> [Task statement] Copy the lines below verbatim, beginning with the line that includes "Objective — one point per instance of the shield" and continuing to the end; leave out everything before it.

Coordinate annotation records:
** start **

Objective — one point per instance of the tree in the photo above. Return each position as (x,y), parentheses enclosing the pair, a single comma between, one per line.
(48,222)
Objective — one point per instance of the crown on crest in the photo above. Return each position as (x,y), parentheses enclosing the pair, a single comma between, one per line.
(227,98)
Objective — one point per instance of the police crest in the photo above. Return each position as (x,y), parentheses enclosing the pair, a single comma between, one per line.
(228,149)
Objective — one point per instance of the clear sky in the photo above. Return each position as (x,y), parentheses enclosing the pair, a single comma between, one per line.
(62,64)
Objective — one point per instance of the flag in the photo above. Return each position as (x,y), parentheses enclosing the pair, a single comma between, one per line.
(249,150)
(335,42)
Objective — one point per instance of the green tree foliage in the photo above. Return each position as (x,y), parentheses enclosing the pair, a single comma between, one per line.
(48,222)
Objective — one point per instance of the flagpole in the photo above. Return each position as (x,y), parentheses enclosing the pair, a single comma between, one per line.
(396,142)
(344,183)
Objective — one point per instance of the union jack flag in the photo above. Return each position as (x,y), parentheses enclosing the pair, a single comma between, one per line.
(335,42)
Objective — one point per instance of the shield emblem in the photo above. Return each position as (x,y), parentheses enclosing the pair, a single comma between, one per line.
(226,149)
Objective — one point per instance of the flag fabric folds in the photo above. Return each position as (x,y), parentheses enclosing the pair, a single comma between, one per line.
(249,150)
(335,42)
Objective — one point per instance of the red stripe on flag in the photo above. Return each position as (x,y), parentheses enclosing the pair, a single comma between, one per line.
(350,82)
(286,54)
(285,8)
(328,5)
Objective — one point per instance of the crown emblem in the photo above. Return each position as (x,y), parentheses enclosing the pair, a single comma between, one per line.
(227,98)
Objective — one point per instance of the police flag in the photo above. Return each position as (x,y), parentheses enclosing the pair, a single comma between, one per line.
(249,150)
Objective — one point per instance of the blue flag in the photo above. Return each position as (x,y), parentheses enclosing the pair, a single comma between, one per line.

** end **

> [Completed exercise]
Objective — one point per instance of the shield emblem in the photo above. Return each position as (x,y), parentheses enclosing the pair, a single comma between, one per line.
(226,149)
Objective — one point per instance of the flag fabric folds in the photo above. Return each position as (x,y), parentheses enclosing the pair, a single comma between, one per line.
(249,150)
(335,42)
Objective — one point per instance of the red stripe on flag in the photo above. Return each position as (x,y), parentheses enclosing the pair, a single comma between, one per line.
(350,82)
(286,54)
(285,8)
(328,5)
Objective — one point per instance of the crown emblem in the photo above. Return each position as (x,y), parentheses enclosing the pair, a single comma between, one per line.
(227,98)
Objective — one point per instance of the police flag in the photo above. Return each position as (x,y), parentheses enclosing the pair, a single comma between, one per line.
(249,150)
Objective — one point per instance of the blue flag in the photo above. Return each position as (x,y), parentheses enclosing the pair, a single comma between, one per line.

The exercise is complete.